* Begin *

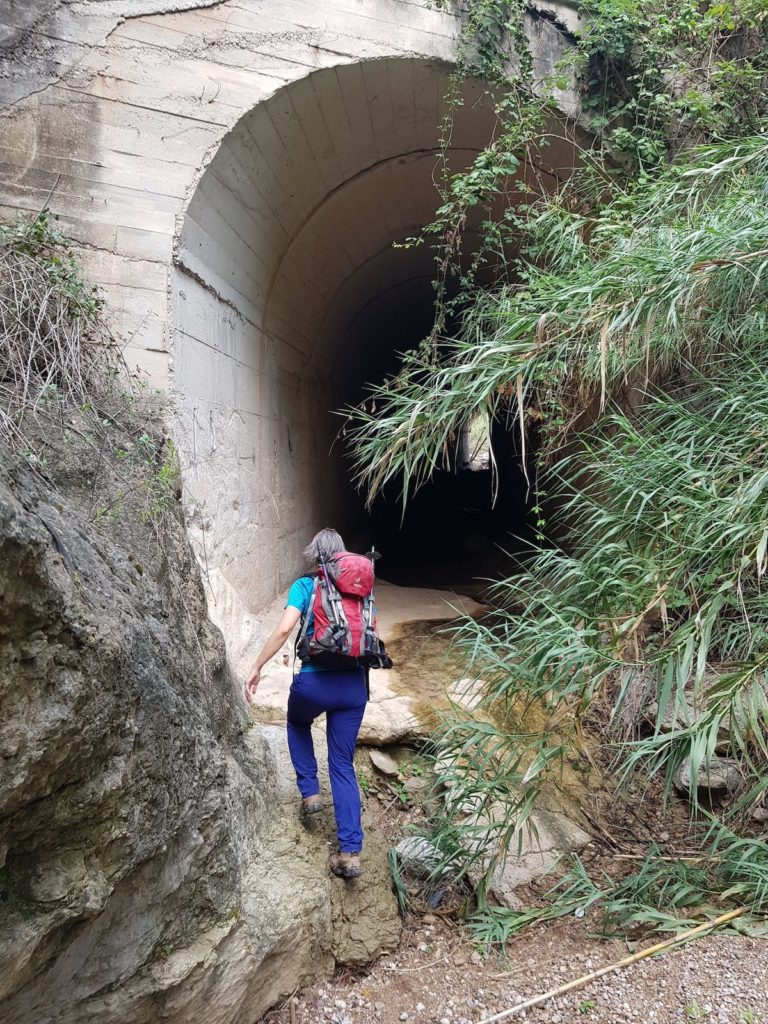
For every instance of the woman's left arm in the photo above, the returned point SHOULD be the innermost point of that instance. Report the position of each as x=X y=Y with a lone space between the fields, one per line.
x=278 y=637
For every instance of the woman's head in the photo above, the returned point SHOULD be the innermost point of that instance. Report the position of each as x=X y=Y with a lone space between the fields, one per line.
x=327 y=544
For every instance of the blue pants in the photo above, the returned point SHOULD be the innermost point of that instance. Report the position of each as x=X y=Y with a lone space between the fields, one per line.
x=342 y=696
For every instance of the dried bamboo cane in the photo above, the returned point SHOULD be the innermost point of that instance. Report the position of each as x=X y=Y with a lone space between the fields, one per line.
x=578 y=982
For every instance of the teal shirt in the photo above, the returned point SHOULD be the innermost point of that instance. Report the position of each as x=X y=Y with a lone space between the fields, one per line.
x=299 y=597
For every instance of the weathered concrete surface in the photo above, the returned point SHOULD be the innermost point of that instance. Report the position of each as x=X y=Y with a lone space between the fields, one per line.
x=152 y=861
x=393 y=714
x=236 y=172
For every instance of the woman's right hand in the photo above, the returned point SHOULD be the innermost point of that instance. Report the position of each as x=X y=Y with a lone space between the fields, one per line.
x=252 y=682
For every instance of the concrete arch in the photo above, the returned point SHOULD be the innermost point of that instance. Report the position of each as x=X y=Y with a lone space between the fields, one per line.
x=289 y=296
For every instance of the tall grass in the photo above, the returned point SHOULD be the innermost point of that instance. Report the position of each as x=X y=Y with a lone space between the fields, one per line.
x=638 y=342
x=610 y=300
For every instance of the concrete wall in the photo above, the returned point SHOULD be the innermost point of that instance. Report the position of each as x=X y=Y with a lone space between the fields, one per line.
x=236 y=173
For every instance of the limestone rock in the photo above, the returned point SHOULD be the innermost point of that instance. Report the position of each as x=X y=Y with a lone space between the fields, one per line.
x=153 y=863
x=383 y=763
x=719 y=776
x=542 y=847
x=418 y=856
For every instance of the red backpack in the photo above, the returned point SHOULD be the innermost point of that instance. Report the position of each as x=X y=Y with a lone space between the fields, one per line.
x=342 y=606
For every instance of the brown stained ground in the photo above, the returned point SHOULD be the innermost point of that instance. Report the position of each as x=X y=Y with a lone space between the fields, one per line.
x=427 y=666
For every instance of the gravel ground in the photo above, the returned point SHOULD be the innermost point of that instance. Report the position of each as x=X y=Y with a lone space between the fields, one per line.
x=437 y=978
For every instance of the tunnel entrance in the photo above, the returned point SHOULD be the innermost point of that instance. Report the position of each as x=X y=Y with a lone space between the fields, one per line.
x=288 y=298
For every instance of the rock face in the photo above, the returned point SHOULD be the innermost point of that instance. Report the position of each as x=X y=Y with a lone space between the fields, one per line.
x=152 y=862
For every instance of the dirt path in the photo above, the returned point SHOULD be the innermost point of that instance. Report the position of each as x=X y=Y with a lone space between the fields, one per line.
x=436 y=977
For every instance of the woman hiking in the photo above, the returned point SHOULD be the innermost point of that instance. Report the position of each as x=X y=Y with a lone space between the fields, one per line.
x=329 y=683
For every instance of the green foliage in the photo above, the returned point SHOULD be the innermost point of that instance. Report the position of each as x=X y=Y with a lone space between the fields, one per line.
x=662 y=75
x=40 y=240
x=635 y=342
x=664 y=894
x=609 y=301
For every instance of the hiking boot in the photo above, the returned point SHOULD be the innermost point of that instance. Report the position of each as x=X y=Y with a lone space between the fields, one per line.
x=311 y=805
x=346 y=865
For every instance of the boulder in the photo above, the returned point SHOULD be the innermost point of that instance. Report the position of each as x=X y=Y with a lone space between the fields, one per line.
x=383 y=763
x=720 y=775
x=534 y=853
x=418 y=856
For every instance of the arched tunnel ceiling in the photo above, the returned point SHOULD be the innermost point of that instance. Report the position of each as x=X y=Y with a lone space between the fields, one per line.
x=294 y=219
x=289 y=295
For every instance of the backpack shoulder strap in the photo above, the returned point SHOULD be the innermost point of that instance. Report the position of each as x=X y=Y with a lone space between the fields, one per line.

* End *

▶ _What is needed_
Copy the records above again from the line that contains "For every instance of the woman's right" through the line that contains "x=342 y=606", including the requests. Lower every x and y coordinate in the answers by 114.

▶ _Exercise response_
For every instance of the woman's right hand in the photo above, the returned point SHOULD be the innermost point of that instance. Report the position of each as x=X y=Y with a lone space between the fields, one per line.
x=138 y=568
For every instance of the concrete arch in the photo above, the returned point SHOULD be the innermost point of that instance. Report the position of each as x=X y=Y with a lone space between the fields, one per line.
x=175 y=182
For every instance of the tall grass in the photo above, the returned point SHOULD be the innermost point of that instance. Report the position of each as x=X y=Y with a lone space between the fields, one per line.
x=524 y=228
x=496 y=186
For every instance of the concrete wall in the photo above, the returned point SHOULD be the innermost point of that instance. Report the position of each as x=X y=Y with a lone space between the fields, one per line.
x=122 y=59
For every instance of the limestone rock in the photo above, the returned point SHOULD be the innermost point of that instance. Report the position of each as x=X y=Y with a lone space between the fields, one per line.
x=39 y=749
x=269 y=649
x=605 y=662
x=428 y=733
x=304 y=742
For every instance of the red backpack in the photo above, the returned point SHOULD be the innermost point of that instance. Report the position of each as x=X y=Y with a lone space between the fields, one per line.
x=228 y=492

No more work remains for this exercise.